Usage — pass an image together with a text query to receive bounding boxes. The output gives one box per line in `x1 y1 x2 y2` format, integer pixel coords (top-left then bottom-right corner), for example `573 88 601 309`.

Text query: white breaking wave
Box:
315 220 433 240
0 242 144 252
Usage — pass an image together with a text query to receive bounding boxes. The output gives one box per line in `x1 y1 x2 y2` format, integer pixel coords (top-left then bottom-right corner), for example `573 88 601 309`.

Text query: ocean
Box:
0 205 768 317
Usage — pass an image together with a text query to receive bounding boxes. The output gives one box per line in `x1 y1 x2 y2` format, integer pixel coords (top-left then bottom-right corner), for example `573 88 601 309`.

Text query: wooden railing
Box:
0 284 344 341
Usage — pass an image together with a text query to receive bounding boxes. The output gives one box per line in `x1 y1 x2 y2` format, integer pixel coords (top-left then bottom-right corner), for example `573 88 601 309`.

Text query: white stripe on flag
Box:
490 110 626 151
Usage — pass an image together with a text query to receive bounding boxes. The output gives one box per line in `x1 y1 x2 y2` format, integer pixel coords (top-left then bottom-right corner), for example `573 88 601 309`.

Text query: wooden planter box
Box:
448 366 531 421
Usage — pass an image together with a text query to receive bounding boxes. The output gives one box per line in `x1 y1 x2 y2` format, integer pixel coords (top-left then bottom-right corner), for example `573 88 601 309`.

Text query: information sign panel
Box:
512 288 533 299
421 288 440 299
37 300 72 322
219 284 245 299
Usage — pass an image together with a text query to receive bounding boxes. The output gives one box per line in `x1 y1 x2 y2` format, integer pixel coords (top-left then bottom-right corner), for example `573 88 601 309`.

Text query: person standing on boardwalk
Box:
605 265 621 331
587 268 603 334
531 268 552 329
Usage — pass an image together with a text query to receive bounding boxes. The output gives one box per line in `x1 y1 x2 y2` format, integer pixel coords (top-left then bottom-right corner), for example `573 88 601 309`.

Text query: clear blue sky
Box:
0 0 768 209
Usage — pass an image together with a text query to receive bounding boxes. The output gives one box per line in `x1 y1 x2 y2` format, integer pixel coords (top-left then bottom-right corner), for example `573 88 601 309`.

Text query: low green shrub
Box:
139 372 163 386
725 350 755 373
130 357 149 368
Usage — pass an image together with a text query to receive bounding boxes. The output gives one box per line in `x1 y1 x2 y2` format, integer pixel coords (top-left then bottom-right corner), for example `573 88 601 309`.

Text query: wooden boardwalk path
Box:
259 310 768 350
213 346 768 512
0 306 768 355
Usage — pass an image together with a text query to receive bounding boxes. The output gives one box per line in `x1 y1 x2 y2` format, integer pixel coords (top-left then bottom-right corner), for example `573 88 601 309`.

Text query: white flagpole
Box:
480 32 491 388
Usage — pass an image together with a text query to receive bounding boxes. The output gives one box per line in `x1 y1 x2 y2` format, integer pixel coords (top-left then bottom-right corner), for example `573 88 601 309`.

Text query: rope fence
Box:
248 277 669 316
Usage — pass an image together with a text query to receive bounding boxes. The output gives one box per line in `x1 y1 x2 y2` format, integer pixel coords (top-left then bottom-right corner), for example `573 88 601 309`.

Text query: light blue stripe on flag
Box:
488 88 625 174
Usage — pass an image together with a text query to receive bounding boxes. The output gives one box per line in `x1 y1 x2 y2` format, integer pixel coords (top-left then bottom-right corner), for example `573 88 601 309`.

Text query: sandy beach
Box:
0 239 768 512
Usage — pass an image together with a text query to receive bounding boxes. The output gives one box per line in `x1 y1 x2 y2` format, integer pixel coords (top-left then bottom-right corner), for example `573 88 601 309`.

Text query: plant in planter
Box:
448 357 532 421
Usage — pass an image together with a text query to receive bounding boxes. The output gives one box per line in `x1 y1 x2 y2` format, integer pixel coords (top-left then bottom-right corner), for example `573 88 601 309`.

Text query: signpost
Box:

* YOUR INSTRUCTIONS: Switch "breaking" to "crashing" in the listing from its first line through the line with "0 242 144 252", and write out those lines again with nothing else changed.

* RESPONSE TO THE TASK:
Usage — pass an image together with a text query to receive bounding boxes. The output gives one box per line in `x1 y1 x2 y2` format, integer pixel coords (top-left then bottom-right corner), for example `573 88 601 309`.

Text query: white crashing wave
Box:
315 220 433 240
0 242 144 252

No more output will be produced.